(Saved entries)
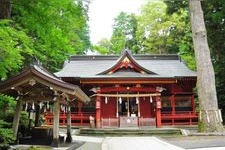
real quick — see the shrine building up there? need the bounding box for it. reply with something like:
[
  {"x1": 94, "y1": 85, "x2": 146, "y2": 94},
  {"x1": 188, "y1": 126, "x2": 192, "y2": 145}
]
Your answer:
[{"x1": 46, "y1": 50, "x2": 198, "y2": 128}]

--

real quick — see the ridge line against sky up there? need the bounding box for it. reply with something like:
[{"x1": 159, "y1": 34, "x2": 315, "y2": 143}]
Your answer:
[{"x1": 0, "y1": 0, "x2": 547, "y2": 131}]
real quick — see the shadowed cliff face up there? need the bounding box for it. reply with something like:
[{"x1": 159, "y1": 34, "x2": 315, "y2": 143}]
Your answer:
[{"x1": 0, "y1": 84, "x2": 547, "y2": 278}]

==

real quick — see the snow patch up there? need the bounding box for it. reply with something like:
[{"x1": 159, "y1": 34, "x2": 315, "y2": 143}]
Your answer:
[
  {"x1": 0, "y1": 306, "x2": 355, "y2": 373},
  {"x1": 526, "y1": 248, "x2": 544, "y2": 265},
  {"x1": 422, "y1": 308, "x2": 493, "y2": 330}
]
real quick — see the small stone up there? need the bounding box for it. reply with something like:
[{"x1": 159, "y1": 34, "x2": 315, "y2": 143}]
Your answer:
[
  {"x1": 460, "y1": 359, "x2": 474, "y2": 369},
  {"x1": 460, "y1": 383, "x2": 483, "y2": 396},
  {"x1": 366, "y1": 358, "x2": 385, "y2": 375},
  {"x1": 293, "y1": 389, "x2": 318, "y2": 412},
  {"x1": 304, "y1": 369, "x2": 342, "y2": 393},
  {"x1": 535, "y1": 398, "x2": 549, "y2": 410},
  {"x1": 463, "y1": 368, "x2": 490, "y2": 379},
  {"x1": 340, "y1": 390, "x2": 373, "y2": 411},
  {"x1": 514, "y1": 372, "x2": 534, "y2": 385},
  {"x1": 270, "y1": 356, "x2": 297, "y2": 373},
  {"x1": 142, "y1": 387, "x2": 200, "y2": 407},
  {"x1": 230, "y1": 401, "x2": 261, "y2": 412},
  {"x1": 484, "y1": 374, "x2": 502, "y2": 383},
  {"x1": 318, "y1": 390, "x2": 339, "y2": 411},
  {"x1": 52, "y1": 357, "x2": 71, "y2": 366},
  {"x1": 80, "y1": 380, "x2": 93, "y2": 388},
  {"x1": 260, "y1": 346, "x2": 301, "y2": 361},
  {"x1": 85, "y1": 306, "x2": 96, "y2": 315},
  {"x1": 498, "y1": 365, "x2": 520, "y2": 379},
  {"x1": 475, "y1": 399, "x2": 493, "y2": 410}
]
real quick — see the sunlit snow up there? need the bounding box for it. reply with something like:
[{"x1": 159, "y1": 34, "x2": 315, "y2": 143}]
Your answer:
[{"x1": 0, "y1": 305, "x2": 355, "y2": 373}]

What you need to do:
Provide only the number of lines in the entries that hold the word "reply".

Written response:
6